(Supplied passage):
---
Ugandan lesbian sculptor Leilah Babirye's totems and masks speak for and about LGBTQ Ugandans' and Africans' experiences.

The works have been sought after by art collectors and featured in public art displays and galleries worldwide.

Now, art enthusiasts can experience Babirye's works in her first U.S. solo museum exhibit, "Leilah Babirye: We Have A History," at San Francisco's de Young Museum, where they are currently on display through next Pride Month, with a closing date of June 22, 2025.

The exhibit features 12 of the 39-year-old artist's works displayed throughout the museum's historic African Art Collection. Three of the works were inspired by the gender fluidity of the Mali Dogon ancestral figure in the museum's African art collection and created especially for this exhibit, according to a news release from the San Francisco Fine Arts Museums.

The San Francisco Fine Arts Museums is the parent organization of the de Young and Legion of Honor museums.

"I'm honored and excited to have my first museum solo exhibition in the U.S. at the de Young Museum," Babirye wrote in an email interview with the Bay Area Reporter. "I'm happy that my work will have this level of visibility and accessibility."

Natasha Becker, curator of African Art at the Fine Arts Museums of San Francisco, curates the exhibit. It is the second in a series of exhibitions in the museum's new African Art program. The program's first exhibit was last year's "Facing the Future," by South African queer artist, Lhola Amira.

"We Have A History" also features a short film, "The Fearless Art Practice of Leilah Babirye," () about Babirye's work and process in the gallery. A June 22 discussion between Babirye and Becker, "A Conversation with Leilah Babirye," is also available on the museum's YouTube channel.


This year, Babirye's work has been seen at the Yorkshire Sculpture Park in the United Kingdom and at the 60th International Art Exhibition organized by Adriano Pedros for the 2024 Venice Biennale.
---
(Supplied data):

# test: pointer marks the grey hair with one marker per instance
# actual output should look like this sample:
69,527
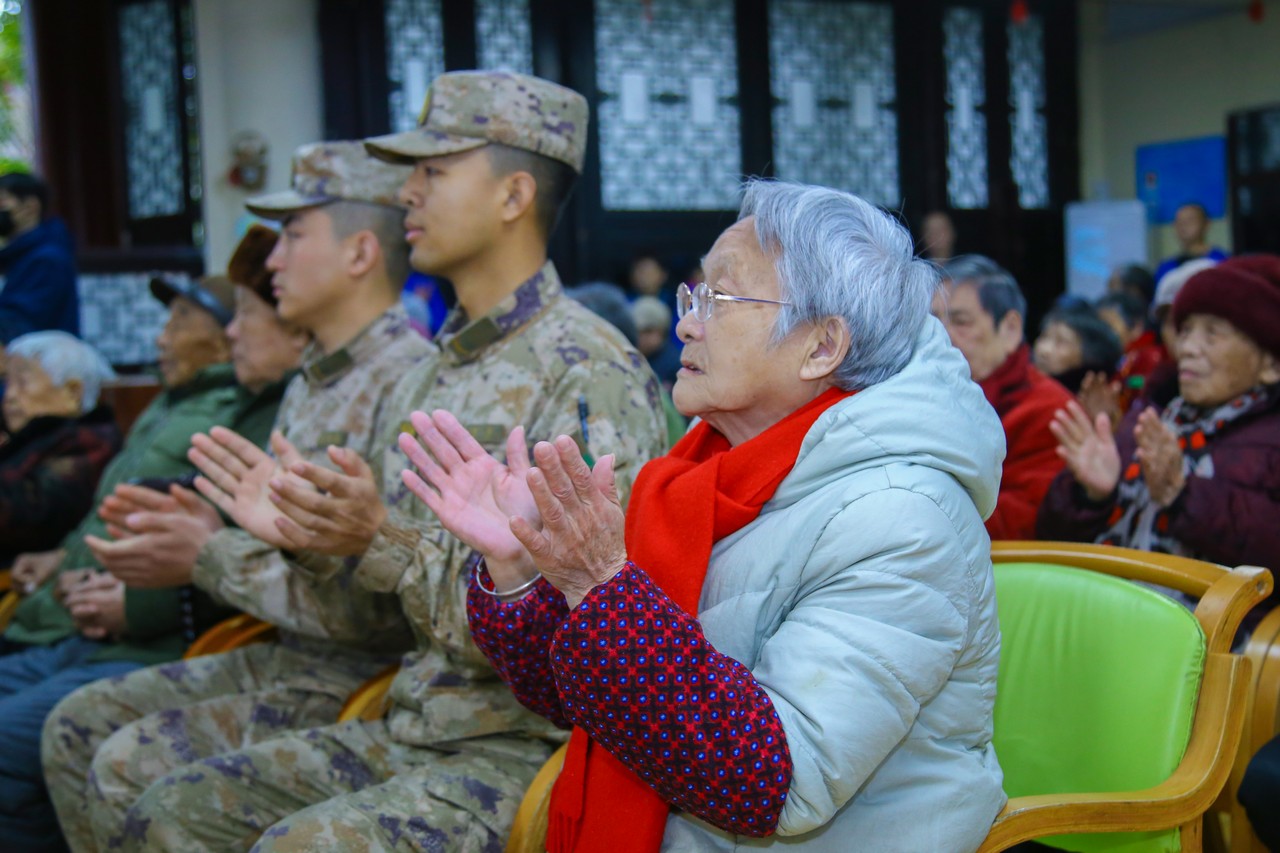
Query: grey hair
---
(Given instruction A): What are the titles the article on Babirye's de Young exhibit gives in quotation marks for exhibitions, films, and talks?
(Given instruction B): In the article on Babirye's de Young exhibit, why does Babirye say she is happy about the exhibition?

(Reply A):
- "Leilah Babirye: We Have A History"
- "Facing the Future"
- "The Fearless Art Practice of Leilah Babirye"
- "A Conversation with Leilah Babirye"

(Reply B): She says she is happy because her work will have this level of visibility and accessibility. The exhibition is her first museum solo exhibition in the U.S., at the de Young Museum.